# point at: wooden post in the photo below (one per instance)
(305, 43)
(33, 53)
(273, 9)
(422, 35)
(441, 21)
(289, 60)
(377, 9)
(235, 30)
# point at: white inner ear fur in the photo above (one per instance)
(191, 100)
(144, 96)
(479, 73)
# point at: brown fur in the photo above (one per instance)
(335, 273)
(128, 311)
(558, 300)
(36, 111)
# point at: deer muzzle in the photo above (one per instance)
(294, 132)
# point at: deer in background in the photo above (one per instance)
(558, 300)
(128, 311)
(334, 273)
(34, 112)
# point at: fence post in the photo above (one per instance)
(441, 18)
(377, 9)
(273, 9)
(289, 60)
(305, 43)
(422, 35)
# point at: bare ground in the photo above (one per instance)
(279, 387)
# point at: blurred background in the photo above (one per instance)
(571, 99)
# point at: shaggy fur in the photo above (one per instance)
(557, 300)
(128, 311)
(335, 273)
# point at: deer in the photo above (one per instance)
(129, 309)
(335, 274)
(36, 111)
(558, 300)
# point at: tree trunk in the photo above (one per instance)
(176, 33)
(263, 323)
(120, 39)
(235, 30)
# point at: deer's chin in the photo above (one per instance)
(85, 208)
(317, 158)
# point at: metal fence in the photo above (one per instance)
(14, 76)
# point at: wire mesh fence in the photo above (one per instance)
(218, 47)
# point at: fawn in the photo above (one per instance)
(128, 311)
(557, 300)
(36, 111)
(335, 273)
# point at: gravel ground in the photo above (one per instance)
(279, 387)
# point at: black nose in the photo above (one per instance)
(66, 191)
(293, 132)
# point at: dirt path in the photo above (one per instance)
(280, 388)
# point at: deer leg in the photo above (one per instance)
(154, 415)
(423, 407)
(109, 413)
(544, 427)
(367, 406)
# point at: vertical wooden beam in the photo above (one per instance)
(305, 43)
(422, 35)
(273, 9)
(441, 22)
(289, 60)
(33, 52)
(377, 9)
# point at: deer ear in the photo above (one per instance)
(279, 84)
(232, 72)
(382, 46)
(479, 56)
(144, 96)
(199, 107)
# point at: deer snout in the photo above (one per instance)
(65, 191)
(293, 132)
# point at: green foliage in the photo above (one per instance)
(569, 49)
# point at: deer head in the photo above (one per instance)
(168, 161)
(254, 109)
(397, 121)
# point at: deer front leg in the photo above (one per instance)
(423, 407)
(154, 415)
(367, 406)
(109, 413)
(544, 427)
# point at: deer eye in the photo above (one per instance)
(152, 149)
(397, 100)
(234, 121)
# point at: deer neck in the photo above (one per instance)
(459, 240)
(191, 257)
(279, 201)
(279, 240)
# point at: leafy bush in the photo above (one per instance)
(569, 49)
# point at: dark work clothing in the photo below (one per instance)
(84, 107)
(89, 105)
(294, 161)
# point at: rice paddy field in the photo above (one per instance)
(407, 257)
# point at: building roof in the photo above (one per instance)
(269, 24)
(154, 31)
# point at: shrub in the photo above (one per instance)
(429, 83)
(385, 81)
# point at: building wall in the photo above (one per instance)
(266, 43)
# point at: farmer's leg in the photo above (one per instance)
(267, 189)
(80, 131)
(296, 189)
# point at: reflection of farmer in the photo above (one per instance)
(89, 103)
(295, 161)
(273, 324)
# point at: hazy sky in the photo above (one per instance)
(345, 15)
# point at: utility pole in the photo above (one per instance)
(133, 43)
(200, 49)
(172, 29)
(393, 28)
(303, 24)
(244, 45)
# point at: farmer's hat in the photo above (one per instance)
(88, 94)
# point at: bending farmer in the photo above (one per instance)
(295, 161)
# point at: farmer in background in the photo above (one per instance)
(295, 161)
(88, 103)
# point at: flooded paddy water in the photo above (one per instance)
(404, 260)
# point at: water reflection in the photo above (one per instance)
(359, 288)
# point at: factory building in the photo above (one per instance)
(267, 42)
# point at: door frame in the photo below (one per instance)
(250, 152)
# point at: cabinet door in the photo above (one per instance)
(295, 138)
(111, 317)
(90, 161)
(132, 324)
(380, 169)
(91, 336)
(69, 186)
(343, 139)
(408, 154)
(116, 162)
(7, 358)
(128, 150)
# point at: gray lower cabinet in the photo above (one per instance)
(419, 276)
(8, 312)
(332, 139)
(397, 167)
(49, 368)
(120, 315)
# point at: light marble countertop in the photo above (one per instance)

What you need to do → Everything from the line with "# point at: gray" to the last line of the data is what to return, word for word; leave out the rest.

Reply →
# point at: gray lower cabinet in the photo above (one per instance)
(419, 276)
(8, 312)
(332, 139)
(397, 167)
(49, 368)
(120, 315)
# point at: light marble countertop in the photo above (one per instance)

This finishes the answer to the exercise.